Materials provided |
※

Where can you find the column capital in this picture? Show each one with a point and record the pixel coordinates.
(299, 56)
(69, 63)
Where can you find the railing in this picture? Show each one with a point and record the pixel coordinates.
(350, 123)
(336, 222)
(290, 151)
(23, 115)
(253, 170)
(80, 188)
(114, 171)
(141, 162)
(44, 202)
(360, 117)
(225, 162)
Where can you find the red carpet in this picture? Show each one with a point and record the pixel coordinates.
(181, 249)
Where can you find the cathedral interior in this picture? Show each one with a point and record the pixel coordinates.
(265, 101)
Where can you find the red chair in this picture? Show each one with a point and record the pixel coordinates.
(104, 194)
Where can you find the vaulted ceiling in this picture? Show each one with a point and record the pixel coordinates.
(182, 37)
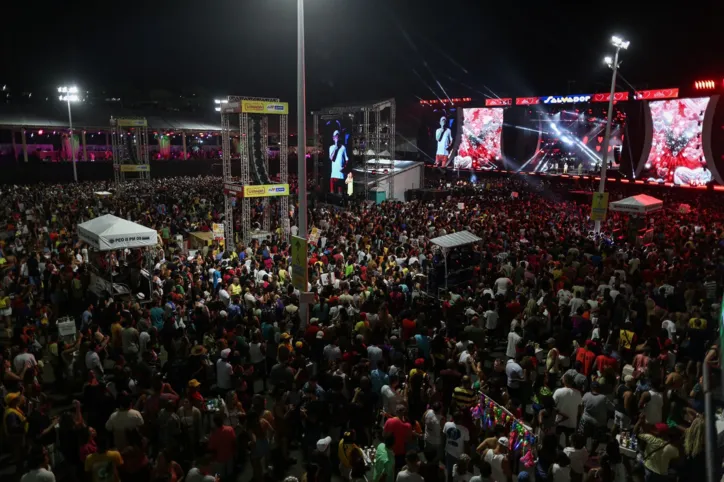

※

Task goal | Reproduce every entry above word for word, including the coordinates, and leave the picture out.

Final answer |
Where can you find the column capital in this picture? Show each one with a point and record the pixel coordinates.
(299, 56)
(69, 63)
Where can you find the railing in this picture? Show each one with a point and record the pixel coordinates.
(350, 123)
(336, 222)
(290, 151)
(23, 115)
(253, 170)
(80, 188)
(114, 171)
(141, 162)
(44, 202)
(360, 117)
(225, 162)
Where can you find the red carpet in this picture? Show each one with a point and record the pixel coordinates.
(181, 249)
Where can you find the cathedral interior in this picture? Show each one with a point and record the pixel coordinates.
(265, 101)
Where can you find the red chair in this picture? Show each one with a point and record the pixel coordinates.
(104, 194)
Where can you find the vaulted ceiling in this picture? Show each one with a point and record the pixel coordinates.
(182, 37)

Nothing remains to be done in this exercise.